Sección del documento:

──────────

En su nueva novela publicada, Haddon se ha dejado llevar sin embargo por lo más sencillo y convencional. No sólo en la forma de narrar, sino también en cuanto a los personajes y sus problemas y preocupaciones. Esto acerca la narración al lector, que se ve reflejado en lo que lee -aunque también, por ello y porque Haddon no es precisamente el único que lo hace, puede aburrirse al encontrarse otra vez con “más de lo mismo”-. Haddon ha recurrido a las formas del best seller, con capítulos y párrafos muy breves y diálogos abundantes y veloces, siguiendo una línea cronológica que sólo oscila para ofrecer los puntos de vista de los narradores, que son los cuatro miembros de la familia Hall.

──────────

Información registrada:
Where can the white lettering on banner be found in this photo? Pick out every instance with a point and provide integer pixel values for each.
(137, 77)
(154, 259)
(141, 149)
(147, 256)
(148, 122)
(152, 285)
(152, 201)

──────────

Requisitos:
1. Explica en una a tres oraciones por qué, según la sección del documento, el lector de la nueva novela de Haddon puede llegar a aburrirse.
2. Copia literalmente el pasaje de la sección del documento que empieza con "En su nueva" y continúa hasta "la familia Hall.".

Respuestas correctas:
1. Haddon se deja llevar por lo más sencillo y convencional, tanto en la forma de narrar como en los personajes y sus problemas. Como además no es el único que lo hace, el lector puede aburrirse al encontrarse otra vez con "más de lo mismo".

2.
En su nueva novela publicada, Haddon se ha dejado llevar sin embargo por lo más sencillo y convencional. No sólo en la forma de narrar, sino también en cuanto a los personajes y sus problemas y preocupaciones. Esto acerca la narración al lector, que se ve reflejado en lo que lee -aunque también, por ello y porque Haddon no es precisamente el único que lo hace, puede aburrirse al encontrarse otra vez con “más de lo mismo”-. Haddon ha recurrido a las formas del best seller, con capítulos y párrafos muy breves y diálogos abundantes y veloces, siguiendo una línea cronológica que sólo oscila para ofrecer los puntos de vista de los narradores, que son los cuatro miembros de la familia Hall.